### TEXT SECTION
The new law, called SB 277, takes California from being one of the most liberal states when it comes to letting parents opt out of vaccines, to being one of the strictest.

“The science is clear that vaccines dramatically protect children against a number of infectious and dangerous diseases,” Brown said in an announcement posted online.

“The science is clear that vaccines dramatically protect children against a number of infectious and dangerous diseases."

California’s senate passed the bill Monday, but Brown had not said whether he planned to sign it.

The new legislation follows an outbreak of measles that started at Disneyland and sickened 147 people in the U.S. and Mexico. The Centers for Disease Control and Prevention and California state health officials said pockets of people philosophically opposed to vaccines were helping measles cases imported from other countries take hold and spread.

States that let parents opt out for philosophical reasons have higher rates of unvaccinated kids than Mississippi and West Virginia, the only two other states that allow only medical exemptions.

Opponents say such laws take away choice, but public health experts say kids need all their vaccinations, and on time. They say parents who oppose vaccinating their children are misinformed and are putting their own and other children at risk.

The United States is one of the few countries where states and school districts require proof of vaccination for children to attend public schools. There is no legal requirement to vaccinate children. Parents can home-school unvaccinated children.

### EXERCISE 1
Summarize the text on California's vaccine law in two sentences.
### EXERCISE 2
Name every U.S. state mentioned in the text on California's vaccine law.
### EXERCISE 3
Quote the text on California's vaccine law, beginning at the words "States that let" and stopping after "children at risk.".

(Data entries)

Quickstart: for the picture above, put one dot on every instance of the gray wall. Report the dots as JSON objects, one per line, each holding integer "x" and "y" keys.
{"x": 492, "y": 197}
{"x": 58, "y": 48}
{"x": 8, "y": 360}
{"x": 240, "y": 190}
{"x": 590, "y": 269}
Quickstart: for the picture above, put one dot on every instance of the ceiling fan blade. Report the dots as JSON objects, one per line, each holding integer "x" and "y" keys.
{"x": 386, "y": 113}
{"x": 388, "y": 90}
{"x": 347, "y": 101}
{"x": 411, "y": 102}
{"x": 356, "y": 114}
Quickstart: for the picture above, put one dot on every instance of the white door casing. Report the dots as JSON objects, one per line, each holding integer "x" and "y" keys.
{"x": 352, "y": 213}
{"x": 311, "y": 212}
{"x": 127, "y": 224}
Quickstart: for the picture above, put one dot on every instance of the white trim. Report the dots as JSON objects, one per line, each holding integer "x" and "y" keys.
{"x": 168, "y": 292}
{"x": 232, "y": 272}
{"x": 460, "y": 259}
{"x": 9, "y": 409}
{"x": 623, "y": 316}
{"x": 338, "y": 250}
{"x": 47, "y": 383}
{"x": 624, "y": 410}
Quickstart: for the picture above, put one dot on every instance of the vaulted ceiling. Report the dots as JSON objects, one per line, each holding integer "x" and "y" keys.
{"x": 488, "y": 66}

### OUTPUT 1
California's new law, SB 277, moves the state from being one of the most liberal on letting parents opt out of vaccines to being one of the strictest, and it follows a measles outbreak that started at Disneyland and sickened 147 people in the U.S. and Mexico. Opponents say such laws take away choice, while public health experts say kids need all their vaccinations on time and that parents who oppose vaccinating their children are putting their own and other children at risk.

### OUTPUT 2
California, Mississippi, West Virginia

### OUTPUT 3
States that let parents opt out for philosophical reasons have higher rates of unvaccinated kids than Mississippi and West Virginia, the only two other states that allow only medical exemptions.

Opponents say such laws take away choice, but public health experts say kids need all their vaccinations, and on time. They say parents who oppose vaccinating their children are misinformed and are putting their own and other children at risk.